What you need to do
Reproduce the listing below, switching "police officer" to "traffic warden" and keeping every other part the same.
• • • • • • •
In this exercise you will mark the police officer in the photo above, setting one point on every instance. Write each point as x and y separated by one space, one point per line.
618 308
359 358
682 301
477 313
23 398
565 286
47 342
• • • • • • •
Problem solution
In this exercise you will mark the traffic warden in the photo above, setting one point on every instance. Write each point as x and y separated by one space, one point per line.
618 308
359 358
682 301
477 313
23 398
565 286
47 342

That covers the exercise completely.